-- Start of Extracted data --
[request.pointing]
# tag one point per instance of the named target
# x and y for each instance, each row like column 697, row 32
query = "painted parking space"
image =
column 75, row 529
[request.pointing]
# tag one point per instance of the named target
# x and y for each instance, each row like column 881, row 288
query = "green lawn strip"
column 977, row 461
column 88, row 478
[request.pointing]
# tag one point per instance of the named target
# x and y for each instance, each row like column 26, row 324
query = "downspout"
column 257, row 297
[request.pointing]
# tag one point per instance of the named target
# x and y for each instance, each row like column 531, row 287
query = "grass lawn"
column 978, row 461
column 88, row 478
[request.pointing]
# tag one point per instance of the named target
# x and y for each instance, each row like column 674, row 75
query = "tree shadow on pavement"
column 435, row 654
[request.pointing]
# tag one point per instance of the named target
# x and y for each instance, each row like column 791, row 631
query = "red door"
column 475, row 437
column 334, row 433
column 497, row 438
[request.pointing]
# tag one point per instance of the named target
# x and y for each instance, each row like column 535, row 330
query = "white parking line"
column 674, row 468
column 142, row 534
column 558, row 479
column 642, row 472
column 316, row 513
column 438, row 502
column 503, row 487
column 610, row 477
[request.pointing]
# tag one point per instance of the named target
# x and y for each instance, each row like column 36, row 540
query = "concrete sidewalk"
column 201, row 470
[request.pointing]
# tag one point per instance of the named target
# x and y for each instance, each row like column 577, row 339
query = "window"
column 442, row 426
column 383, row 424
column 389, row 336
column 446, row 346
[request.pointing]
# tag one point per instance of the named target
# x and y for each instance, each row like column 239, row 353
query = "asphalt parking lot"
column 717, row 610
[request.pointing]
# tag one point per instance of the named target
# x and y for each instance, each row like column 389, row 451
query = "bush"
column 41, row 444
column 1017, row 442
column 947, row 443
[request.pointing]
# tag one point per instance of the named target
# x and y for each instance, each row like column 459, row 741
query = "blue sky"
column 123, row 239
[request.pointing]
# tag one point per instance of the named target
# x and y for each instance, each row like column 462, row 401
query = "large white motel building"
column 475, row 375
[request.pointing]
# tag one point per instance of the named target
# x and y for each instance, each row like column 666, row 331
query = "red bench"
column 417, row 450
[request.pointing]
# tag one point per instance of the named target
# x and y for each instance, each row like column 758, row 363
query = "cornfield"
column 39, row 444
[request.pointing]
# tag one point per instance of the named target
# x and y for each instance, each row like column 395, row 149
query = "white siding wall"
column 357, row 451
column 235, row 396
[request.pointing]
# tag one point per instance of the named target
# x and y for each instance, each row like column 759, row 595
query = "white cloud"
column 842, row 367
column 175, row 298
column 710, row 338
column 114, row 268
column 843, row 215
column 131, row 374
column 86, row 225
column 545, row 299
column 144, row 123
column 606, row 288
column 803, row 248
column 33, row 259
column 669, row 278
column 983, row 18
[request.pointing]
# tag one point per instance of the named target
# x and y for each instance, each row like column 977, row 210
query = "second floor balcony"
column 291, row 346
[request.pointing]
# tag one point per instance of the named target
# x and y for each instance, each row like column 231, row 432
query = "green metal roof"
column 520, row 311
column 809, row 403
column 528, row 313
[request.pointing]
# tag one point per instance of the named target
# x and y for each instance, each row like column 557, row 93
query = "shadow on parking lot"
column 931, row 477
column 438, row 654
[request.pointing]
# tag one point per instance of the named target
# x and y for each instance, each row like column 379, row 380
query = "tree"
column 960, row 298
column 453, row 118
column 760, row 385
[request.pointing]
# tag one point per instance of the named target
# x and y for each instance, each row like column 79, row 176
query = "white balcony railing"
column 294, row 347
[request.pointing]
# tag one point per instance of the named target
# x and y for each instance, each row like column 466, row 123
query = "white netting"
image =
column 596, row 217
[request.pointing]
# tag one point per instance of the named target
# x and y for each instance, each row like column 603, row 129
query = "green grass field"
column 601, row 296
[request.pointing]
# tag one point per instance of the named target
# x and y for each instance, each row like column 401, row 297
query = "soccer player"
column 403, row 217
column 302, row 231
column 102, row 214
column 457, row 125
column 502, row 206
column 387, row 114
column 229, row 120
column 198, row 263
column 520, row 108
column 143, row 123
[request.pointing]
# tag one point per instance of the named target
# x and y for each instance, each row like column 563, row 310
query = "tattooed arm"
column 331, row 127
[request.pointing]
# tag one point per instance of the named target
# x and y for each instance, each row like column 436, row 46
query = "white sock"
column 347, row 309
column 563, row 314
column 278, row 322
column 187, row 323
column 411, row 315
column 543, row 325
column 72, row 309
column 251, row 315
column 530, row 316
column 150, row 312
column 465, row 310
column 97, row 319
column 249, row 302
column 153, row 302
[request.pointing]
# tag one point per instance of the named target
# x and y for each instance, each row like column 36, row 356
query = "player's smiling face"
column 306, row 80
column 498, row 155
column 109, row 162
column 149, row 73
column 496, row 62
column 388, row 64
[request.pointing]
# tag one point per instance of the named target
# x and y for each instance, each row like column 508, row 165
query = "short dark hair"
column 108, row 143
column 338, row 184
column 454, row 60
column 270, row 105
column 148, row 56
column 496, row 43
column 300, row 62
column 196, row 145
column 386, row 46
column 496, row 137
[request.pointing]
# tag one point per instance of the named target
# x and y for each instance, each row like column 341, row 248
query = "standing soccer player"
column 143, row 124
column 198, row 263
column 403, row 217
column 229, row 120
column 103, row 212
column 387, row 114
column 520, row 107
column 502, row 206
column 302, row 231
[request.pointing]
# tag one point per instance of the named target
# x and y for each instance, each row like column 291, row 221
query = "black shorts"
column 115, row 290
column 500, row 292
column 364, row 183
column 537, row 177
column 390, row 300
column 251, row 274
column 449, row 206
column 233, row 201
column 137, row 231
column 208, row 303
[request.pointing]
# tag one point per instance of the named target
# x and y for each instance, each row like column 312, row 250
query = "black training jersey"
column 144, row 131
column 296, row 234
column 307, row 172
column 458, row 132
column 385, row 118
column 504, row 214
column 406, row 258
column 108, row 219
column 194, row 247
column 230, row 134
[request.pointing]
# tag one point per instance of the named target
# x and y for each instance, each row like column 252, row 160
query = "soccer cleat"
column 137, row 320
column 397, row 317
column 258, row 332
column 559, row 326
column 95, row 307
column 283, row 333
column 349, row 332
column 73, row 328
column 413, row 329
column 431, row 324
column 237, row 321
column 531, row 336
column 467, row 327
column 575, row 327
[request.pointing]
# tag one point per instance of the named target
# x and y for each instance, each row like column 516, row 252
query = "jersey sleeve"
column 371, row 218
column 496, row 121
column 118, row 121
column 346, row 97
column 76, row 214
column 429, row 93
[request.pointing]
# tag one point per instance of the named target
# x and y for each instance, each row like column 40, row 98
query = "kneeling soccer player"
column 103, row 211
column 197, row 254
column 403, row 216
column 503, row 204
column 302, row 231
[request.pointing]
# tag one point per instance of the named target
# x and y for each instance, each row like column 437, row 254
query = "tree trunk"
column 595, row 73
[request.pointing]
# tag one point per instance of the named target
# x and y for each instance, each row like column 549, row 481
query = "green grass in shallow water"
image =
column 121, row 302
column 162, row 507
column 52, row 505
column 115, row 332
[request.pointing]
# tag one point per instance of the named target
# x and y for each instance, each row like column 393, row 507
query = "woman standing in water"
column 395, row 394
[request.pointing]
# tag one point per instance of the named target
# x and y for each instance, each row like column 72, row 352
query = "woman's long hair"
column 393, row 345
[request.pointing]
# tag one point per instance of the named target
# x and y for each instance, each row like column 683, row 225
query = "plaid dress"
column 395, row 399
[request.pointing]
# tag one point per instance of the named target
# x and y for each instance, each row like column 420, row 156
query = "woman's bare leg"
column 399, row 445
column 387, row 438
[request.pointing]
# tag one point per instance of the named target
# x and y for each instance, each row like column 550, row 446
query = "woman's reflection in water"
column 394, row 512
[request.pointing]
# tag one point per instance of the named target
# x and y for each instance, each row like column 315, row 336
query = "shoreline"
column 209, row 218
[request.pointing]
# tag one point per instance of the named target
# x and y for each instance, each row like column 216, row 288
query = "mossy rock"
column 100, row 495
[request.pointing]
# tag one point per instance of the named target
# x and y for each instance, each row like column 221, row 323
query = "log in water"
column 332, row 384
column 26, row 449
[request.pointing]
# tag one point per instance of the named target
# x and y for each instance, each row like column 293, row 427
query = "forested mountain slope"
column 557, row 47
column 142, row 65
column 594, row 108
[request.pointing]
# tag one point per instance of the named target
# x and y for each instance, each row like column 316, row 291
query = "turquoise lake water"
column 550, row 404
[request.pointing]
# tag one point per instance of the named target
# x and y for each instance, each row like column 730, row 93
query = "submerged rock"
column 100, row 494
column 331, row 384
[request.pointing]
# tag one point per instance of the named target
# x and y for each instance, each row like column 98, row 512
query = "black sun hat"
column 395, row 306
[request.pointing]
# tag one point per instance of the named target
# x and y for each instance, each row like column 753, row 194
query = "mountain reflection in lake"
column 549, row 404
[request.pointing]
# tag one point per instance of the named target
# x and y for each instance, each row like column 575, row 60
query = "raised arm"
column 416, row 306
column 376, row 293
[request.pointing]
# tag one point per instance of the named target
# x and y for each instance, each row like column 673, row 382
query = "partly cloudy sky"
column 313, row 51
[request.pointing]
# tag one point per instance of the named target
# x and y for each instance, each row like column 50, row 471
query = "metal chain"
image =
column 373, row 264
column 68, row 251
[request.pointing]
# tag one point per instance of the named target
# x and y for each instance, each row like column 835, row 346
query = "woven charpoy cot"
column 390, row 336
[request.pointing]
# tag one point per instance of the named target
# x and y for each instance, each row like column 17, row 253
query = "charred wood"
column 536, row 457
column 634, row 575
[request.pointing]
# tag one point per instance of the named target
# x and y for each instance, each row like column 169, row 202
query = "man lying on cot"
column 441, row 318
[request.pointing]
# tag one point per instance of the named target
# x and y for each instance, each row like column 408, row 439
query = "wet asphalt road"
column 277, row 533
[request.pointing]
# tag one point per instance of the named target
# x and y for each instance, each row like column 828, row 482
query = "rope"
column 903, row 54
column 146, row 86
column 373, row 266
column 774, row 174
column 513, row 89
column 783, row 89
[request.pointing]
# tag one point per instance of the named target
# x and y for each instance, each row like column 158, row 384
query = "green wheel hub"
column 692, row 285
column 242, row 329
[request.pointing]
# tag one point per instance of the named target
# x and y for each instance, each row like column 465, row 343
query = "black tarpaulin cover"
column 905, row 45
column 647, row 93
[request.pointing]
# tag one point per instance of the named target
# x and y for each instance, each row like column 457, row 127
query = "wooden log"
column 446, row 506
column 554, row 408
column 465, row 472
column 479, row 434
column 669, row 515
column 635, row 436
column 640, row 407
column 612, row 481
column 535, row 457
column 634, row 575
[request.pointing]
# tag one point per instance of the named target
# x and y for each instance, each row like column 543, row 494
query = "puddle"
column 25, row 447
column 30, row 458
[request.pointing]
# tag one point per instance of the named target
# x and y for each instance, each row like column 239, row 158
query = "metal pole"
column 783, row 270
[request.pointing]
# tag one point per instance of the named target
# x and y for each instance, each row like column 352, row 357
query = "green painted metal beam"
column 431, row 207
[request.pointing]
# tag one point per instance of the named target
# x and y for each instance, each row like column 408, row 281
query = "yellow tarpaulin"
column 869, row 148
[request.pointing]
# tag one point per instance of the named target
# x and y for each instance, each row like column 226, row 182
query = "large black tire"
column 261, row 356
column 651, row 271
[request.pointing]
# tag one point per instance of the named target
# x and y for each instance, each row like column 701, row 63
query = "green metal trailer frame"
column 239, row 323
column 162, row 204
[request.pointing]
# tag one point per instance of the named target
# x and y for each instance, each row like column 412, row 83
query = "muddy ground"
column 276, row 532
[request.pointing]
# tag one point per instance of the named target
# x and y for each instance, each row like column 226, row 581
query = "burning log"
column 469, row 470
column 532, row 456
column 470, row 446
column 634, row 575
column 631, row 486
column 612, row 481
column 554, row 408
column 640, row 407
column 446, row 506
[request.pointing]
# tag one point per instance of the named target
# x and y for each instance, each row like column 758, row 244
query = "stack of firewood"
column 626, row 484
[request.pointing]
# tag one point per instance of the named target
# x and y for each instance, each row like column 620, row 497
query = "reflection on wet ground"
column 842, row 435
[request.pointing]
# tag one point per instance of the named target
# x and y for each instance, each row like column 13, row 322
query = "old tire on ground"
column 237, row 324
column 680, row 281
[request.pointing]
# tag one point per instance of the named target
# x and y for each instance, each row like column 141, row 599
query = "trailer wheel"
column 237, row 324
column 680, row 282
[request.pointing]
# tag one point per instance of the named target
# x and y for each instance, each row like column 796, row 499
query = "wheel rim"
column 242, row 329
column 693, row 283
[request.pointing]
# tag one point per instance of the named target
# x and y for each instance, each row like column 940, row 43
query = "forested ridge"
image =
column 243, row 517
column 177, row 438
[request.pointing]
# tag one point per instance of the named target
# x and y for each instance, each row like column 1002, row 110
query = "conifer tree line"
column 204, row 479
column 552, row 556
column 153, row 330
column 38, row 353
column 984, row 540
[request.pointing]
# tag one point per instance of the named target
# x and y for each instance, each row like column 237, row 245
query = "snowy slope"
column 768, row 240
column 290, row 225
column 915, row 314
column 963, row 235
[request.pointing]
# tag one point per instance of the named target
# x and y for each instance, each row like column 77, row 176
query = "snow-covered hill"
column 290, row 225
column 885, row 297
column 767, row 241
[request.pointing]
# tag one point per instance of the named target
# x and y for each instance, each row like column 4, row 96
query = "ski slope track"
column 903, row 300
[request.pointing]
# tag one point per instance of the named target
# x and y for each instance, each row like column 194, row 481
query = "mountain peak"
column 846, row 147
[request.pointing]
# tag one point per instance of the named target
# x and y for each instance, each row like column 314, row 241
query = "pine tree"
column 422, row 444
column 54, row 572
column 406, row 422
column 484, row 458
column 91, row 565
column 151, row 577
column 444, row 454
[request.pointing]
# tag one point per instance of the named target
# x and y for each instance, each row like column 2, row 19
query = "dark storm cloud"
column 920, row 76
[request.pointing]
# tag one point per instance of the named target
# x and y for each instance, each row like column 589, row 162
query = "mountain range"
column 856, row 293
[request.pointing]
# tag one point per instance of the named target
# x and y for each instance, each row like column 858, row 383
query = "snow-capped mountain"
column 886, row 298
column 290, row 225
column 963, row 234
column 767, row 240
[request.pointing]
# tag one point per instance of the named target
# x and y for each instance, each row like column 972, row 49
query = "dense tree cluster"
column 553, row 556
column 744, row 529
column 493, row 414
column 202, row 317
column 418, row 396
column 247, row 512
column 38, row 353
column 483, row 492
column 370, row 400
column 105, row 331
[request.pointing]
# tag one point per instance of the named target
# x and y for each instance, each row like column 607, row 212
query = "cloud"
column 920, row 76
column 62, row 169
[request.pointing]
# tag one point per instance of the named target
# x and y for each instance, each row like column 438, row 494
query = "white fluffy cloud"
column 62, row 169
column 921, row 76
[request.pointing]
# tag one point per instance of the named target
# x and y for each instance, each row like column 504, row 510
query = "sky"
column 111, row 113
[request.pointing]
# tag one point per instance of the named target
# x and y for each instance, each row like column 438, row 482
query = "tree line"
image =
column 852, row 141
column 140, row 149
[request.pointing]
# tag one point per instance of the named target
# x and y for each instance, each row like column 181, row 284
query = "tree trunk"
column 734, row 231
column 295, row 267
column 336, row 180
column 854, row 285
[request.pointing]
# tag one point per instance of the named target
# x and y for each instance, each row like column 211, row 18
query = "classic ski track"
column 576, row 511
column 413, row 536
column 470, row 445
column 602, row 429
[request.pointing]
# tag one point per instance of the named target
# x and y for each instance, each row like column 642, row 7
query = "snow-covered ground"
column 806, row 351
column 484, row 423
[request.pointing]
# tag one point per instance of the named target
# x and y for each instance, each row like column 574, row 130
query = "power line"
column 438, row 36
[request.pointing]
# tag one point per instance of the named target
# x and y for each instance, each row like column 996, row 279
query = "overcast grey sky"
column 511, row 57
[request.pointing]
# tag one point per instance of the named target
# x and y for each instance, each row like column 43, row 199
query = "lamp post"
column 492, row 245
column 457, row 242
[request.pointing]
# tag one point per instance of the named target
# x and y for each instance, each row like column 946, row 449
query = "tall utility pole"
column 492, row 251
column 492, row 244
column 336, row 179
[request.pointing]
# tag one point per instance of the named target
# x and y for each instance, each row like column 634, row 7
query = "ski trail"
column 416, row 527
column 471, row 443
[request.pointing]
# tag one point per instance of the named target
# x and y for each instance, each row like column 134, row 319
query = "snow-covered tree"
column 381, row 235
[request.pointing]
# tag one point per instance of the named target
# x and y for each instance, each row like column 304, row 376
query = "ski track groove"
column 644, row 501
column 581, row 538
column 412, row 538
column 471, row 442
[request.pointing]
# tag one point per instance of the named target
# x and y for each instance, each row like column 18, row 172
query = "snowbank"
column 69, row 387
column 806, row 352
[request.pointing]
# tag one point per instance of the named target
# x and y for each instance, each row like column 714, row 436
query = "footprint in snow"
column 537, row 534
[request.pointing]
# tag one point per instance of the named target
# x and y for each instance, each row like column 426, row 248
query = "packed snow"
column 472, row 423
-- End of Extracted data --
#### Task:
Tally how many lines of the items above contain the word "trailer". Give only the number.

#### Result of this exercise:
2